◆ SOURCE DOCUMENT:
“Each Person is a Living Plurality”: An Interview With Kyle Coma-Thompson

KC-T

Louisville, Kentucky writer Kyle Coma-Thompson’s second short story collection, A Night in the Sun is an assemblage of wildly diverse stories that range from the minimalist surrealism of “Story for Fire” to the angular, meditative historical narratives of “Spite & Malice.” Throughout, Coma-Thompson demonstrates a sensitivity to the economic and societal pressures that affect the characters in his stories. His latest is intended as a companion collection to his first, The Lucky Body. The title story of that first book was selected by Ben Marcus for inclusion in New American Stories. Of this newest collection, Marcus wrote: “In Night in the Sun, Kyle Coma-Thompson tears up the map of what’s possible, refining the tradition of the short story while reaching deep into its unknown future, showing the way forward.”

We spoke via e-mail about his artistic influences and their lingering presence, the strange collective fixation on a writer’s biographical history, and how a Susan Sontag essay on a notable filmmaker captured aspects of his approach to writing. Other topics were discussed.

Tell me about some early influences on your writing–other writers, filmmakers, musicians, visual artists.

I don’t know if I’d trust myself talking about influences. When asked these kinds of questions, it’s assumed that the person answering them can answer accurately, with a measure of certainty. But more often than not, when the question of influences come up, it seems more like an invitation to fabricate and decorate one’s own window, and I’m as much a natural-born window decorator as anyone. I think it’s the case with me as it is with most people; I’ve been influenced by the sum of my experience with art in an array of mediums–literature, film, music, visual art. And that certain experiences in my life have provided the context for my internalization of these.

Marcel Duchamp and Krzysztof Kieślowski and, say, Andy Kaufman or the Australian post- punk group The Birthday Party, have made as strong of an impression on me as Virginia Woolf or Nabokov or Lewis Carroll, Emily Dickinson, Laura Riding, or Zbigniew Herbert. What I may have picked up from them is all in a vague mash now, which for convenience’s sake gets labeled The Unconscious. When I was in my late teens, I read everything I could by Faulkner and that was a big turn for me; the people he wrote about were people I recognized– but the way he wrote about them pushed my sense of things far beyond any previously definable categories. Go Down, Moses in particular.

◆ STORED RECORDS:
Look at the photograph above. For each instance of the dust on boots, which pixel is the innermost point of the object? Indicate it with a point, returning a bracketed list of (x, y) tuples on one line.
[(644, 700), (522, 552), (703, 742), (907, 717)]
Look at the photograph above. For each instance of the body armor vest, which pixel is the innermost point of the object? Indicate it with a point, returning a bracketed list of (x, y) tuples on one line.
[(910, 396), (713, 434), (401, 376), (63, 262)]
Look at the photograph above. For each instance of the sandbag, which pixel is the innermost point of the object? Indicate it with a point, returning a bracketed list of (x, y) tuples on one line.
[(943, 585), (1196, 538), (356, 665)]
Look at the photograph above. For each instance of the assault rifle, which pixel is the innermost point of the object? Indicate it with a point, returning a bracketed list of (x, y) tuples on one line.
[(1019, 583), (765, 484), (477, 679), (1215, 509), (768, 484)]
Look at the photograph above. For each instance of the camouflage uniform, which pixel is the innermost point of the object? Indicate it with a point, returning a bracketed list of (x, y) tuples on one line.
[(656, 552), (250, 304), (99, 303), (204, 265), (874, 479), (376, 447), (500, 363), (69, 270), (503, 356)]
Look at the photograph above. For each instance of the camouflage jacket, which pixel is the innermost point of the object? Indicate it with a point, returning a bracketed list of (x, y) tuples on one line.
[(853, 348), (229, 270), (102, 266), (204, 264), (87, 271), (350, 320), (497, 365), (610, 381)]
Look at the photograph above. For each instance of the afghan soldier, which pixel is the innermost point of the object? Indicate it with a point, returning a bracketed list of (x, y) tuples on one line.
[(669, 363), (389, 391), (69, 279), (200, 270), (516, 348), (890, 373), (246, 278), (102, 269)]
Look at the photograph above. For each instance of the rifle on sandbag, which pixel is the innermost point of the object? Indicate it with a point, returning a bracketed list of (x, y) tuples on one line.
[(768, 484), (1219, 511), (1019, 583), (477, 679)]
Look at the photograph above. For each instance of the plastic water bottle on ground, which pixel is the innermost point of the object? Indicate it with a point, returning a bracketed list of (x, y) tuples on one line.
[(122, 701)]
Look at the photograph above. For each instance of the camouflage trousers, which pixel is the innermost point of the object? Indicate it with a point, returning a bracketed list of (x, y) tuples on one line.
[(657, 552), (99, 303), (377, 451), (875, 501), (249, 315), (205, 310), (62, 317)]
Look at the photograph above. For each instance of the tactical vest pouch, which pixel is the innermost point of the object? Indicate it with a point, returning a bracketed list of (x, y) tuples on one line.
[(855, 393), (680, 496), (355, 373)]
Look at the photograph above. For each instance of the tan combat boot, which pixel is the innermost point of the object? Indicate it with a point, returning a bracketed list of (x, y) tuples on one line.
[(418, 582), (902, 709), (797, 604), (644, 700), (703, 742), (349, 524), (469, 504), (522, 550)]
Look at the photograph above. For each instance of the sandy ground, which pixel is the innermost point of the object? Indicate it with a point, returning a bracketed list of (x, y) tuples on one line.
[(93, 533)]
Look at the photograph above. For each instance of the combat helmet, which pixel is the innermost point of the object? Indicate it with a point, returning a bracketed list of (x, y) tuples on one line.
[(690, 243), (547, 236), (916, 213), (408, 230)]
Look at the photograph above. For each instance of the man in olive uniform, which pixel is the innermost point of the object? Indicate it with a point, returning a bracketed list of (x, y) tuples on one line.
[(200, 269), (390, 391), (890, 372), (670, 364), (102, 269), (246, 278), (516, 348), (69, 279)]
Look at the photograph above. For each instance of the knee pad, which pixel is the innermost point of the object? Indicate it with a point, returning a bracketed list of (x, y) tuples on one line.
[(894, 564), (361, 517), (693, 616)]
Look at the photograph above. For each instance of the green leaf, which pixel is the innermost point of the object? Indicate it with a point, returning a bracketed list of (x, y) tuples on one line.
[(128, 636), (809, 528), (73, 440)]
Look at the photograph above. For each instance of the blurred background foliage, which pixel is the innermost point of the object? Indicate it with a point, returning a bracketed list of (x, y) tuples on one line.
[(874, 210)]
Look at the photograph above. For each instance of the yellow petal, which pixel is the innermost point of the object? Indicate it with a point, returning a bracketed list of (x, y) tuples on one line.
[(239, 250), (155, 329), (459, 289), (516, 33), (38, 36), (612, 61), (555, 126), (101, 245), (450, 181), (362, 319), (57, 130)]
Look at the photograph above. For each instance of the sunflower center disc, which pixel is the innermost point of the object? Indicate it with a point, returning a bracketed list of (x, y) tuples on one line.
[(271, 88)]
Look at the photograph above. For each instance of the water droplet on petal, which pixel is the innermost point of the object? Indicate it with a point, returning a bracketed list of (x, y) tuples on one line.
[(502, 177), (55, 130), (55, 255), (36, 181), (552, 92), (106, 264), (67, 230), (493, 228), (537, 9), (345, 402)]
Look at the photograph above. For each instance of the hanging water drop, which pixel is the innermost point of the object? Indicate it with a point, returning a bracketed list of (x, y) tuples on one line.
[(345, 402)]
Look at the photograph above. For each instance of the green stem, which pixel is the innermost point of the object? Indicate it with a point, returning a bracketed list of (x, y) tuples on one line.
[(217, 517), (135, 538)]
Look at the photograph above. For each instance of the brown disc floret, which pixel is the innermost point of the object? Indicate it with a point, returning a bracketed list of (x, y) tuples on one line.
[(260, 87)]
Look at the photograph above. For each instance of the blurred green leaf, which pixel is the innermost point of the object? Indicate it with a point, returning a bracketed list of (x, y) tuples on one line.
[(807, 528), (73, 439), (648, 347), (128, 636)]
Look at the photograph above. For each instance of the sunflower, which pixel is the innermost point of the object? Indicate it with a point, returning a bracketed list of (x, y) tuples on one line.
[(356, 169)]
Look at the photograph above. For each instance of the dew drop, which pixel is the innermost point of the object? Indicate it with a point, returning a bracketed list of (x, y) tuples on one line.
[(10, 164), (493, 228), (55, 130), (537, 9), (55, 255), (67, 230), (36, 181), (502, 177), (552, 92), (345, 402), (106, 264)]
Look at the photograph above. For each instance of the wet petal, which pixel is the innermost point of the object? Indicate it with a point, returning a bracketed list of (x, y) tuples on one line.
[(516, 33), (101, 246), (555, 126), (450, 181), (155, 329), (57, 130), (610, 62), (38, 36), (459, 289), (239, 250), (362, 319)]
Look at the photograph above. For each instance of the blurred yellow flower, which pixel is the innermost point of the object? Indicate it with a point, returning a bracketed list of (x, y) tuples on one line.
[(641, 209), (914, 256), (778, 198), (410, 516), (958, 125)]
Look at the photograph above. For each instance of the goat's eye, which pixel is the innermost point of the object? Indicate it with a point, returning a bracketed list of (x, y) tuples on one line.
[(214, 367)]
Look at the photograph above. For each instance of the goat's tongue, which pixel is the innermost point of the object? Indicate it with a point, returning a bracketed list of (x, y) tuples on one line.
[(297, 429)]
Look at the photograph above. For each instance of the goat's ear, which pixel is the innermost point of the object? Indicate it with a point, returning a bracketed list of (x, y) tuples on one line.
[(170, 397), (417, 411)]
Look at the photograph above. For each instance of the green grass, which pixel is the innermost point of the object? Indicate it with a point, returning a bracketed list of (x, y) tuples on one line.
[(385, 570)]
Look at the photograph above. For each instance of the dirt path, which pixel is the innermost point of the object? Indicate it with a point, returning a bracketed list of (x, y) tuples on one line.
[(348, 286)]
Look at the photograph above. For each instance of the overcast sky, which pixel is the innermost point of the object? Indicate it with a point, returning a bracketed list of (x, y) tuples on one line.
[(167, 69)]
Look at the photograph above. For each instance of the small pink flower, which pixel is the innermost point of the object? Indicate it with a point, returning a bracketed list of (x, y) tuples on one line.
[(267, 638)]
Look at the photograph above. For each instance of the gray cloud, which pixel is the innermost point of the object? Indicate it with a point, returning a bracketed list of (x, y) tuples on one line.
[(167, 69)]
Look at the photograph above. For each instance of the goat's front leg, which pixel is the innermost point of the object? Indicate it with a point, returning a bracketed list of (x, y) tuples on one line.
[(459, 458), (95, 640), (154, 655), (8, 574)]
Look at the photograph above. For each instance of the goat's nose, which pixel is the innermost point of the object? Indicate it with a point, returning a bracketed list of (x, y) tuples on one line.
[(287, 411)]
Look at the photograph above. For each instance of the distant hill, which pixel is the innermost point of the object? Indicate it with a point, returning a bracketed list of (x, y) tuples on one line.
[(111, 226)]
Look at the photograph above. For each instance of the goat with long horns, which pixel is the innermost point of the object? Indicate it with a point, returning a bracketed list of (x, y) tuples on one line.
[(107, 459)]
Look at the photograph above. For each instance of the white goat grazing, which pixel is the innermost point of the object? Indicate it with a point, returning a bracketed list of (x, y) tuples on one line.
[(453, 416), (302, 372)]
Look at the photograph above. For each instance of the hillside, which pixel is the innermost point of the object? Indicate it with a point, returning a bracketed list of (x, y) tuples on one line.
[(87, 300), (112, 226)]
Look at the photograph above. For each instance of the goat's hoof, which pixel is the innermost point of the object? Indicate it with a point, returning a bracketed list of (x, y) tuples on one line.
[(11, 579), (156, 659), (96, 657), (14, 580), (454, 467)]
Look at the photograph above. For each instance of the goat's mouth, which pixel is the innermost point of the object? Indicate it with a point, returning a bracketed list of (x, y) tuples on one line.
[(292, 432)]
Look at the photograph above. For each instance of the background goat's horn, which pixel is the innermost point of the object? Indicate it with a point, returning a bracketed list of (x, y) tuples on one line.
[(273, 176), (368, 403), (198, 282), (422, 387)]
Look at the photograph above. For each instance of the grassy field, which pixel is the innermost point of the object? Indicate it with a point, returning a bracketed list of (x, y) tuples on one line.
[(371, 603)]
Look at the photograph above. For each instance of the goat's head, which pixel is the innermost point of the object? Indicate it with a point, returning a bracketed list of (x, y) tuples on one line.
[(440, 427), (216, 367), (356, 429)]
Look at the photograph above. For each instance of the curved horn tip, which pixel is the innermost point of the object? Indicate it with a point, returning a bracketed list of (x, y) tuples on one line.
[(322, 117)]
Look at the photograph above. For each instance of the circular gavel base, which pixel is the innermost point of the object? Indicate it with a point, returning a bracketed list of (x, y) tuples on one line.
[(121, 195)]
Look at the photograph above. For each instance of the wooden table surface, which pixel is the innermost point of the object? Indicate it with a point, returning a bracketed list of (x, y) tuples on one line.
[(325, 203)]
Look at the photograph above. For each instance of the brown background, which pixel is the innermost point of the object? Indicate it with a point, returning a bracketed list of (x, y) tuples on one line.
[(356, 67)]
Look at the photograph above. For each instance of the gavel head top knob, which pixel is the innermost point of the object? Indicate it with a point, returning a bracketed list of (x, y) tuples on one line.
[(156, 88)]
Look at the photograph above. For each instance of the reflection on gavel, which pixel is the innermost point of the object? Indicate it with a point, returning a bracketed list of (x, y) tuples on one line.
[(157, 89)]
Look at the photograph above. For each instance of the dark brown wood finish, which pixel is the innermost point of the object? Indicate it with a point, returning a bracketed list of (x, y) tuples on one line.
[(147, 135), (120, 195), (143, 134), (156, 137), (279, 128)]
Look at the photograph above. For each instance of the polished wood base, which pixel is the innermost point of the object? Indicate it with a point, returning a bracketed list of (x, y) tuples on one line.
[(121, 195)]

◆ TO DO: Reproduce the passage of the Kyle Coma-Thompson interview from "Marcel Duchamp and" up to and including "Moses in particular.".

◆ PROBLEM SOLUTION:
Marcel Duchamp and Krzysztof Kieślowski and, say, Andy Kaufman or the Australian post- punk group The Birthday Party, have made as strong of an impression on me as Virginia Woolf or Nabokov or Lewis Carroll, Emily Dickinson, Laura Riding, or Zbigniew Herbert. What I may have picked up from them is all in a vague mash now, which for convenience’s sake gets labeled The Unconscious. When I was in my late teens, I read everything I could by Faulkner and that was a big turn for me; the people he wrote about were people I recognized– but the way he wrote about them pushed my sense of things far beyond any previously definable categories. Go Down, Moses in particular.